### EXTRACT ###

Commanders and leaders
- Hermann von François: Paul von Rennenkampf

Units involved
- I Corps: 25th Infantry Division 27th Infantry Division 29th Infantry Division 40th Infantry Division

Strength
- 18,000: 50,000

Casualties and losses
- 1,500: 619 killed 2,382 wounded 4,466 captured Total: 7,467

= Battle of Stallupönen =

1914 battle on the Eastern Front of World War I

The Battle of Stallupönen, fought between Russian and German armies on August 17, 1914, was the opening battle of World War I on the Eastern Front. The Germans under the command of Hermann von François conducted a successful counterattack against four Russian infantry divisions from different infantry corps, which heavily outnumbered them but were separated from each other, creating a gap between the 27th Infantry Division and the 40th Infantry Division, and had little coordination with each other. The Germans retreated to Gumbinnen thereafter.

==Prelude==
According to Prit Buttar: The Dual Alliance and Franco-Russian Treaty, and the obligations contained within them, would prove to be major mechanisms in the outbreak of war in 1914. The obligations of interlocking treaties now imposed themselves upon the plans and intentions of the military commanders. Russia had mobilised with a view to attacking Austria-Hungary in support of Serbia, but as German mobilisation would result in a major attack on France, the Russians had to devote the main strength of their regular army to launching an early attack on East Prussia in an attempt to draw off German troops from the Western Front.Germany's attack on France followed the Schlieffen Plan, a flanking advance through Belgium, with limited forces opposing Russia until a rapid victory over France freed up troops for the Eastern Front. France was counting on an early Russian attack on Germany, forcing the German redeployment of troops from the Western Front. Likewise, Russia was optimistic a quick attack on East Prussia to the Vistula would be decisive, allowing Russia to attack Galicia.

### DATA SECTION ###

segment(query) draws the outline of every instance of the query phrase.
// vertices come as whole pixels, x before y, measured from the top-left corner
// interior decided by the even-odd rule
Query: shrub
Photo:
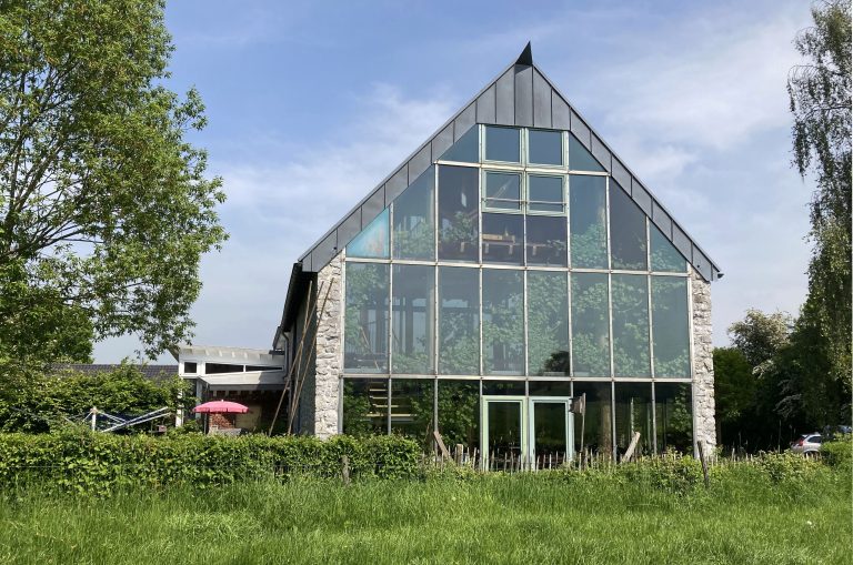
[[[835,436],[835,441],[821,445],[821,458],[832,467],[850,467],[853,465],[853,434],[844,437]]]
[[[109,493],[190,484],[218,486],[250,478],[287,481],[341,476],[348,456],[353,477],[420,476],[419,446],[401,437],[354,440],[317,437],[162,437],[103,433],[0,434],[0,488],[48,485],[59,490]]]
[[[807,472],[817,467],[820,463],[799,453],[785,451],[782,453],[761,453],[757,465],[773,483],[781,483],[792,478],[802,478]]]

###
### DATA SECTION ###

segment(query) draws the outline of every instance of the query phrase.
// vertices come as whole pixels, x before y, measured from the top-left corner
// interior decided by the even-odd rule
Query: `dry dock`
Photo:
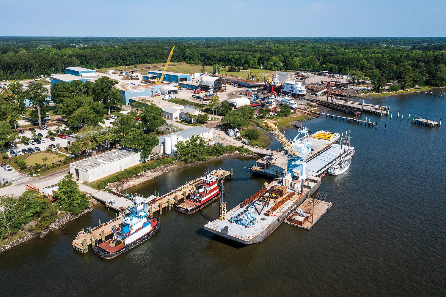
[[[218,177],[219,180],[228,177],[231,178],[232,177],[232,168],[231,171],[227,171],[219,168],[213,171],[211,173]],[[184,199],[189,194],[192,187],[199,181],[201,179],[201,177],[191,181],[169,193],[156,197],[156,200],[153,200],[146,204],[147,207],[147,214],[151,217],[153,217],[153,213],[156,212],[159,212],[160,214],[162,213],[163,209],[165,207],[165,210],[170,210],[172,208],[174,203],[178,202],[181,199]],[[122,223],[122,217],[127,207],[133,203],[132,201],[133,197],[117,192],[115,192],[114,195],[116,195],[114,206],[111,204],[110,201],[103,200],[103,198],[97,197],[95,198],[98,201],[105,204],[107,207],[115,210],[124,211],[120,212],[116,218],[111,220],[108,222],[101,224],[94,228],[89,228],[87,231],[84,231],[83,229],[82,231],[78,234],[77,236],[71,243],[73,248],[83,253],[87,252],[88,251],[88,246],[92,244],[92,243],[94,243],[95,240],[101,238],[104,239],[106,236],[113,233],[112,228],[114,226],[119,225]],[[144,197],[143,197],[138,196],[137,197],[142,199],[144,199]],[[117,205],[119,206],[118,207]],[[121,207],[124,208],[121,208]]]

###
### DATA SECTION ###

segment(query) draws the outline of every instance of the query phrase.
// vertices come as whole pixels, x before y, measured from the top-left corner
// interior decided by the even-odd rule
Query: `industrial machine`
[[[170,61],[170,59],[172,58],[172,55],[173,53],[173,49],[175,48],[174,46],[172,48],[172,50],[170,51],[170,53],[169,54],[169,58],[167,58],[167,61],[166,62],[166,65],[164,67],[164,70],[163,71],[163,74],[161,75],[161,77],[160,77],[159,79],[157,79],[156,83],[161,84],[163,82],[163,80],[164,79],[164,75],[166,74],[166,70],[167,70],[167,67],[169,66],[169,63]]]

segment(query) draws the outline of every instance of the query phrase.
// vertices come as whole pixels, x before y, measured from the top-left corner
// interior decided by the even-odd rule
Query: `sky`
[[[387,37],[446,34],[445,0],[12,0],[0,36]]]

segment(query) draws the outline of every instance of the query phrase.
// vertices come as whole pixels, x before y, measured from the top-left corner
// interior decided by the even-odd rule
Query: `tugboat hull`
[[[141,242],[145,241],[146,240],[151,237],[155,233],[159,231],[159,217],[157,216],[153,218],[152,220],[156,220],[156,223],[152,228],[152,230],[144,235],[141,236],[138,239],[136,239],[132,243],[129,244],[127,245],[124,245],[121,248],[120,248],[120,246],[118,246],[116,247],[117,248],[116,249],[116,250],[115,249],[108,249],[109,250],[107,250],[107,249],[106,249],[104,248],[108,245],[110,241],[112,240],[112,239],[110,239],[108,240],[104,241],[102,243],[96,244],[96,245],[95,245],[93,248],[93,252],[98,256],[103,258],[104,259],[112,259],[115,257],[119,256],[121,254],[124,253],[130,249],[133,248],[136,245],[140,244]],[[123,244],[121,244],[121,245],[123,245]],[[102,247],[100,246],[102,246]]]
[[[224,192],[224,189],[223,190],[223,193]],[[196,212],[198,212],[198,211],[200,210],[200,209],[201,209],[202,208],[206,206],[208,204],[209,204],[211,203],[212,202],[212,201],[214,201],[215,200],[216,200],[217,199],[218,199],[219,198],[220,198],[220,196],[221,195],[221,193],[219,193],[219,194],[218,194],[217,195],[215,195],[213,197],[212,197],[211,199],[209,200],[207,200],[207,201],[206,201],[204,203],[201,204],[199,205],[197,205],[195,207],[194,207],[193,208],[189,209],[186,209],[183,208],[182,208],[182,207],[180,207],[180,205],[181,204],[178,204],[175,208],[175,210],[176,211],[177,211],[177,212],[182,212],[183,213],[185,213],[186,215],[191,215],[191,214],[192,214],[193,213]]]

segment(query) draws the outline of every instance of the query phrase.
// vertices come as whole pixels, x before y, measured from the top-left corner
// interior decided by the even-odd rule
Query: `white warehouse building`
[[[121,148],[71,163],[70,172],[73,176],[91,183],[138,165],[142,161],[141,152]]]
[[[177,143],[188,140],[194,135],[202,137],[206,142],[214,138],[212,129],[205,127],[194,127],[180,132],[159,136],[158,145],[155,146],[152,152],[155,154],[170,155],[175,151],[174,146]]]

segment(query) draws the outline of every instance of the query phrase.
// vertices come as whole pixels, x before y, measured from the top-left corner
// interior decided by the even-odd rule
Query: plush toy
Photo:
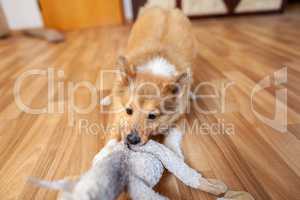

###

WHAT YOU NEED TO DO -
A. According to the Prelude section of the Battle of Stallupönen text, why did Russia commit the main strength of its regular army to an early attack on East Prussia, even though it had mobilized to attack Austria-Hungary?
B. Continue the Battle of Stallupönen text from its last sentence.

ANSWERS IN ORDER -
A. German mobilization would bring a major attack on France. Russia therefore had to launch an early attack on East Prussia to draw German troops away from the Western Front.

B.
Russia deployed the 1st Army, commanded by Paul von Rennenkampf, and the 2nd Army, commanded by Alexander Samsonov, for the attack. Combined Russian forces consisted of 208 infantry battalions, and over nine cavalry divisions with 192 squadrons. The 1st Army would attack north of the Masurian Lakes, while the 2nd Army attacked from the south. Germany defended East Prussia with the 8th Army, commanded by Maximilian von Prittwitz, consisting of 100 battalions, supported by reserve and Landwehr formations. German defenses included fortifications along the Masurian Lakes, the Königsberg fortifications, and the Toruń Fortress.

Anticipating that the Russians would attack north of the Rominter Heath, then west along the Pregel Valley, Prittwitz ordered Hermann von François' I Corps to take up positions along the Angerapp river. However, François advocated a forward defense, and by 13 August, had advanced his corps along a line from Goldap to Stallupönen, 32 km east of his orders. On 15 August Rennenkampf crossed the border with six infantry divisions, intending to follow the railway through Stallupönen and Gumbinnen.

==Battle==
On 15 August, François' men encountered 1st Army's reconnaissance units northeast of Stallupönen, and captured Eydtkuhnen that night as the Russians withdrew. On 16 August, Prittwitz ordered François back to Gumbinnen as he moved the 8th Army to the Angerapp, after his Flieger Abteilung 16 reconnaissance flight spotted the 2nd Army concentrating. However, François kept his 1st Division at Stallupönen, and his 2nd Division divided between Galdap and Tollmingkehmen.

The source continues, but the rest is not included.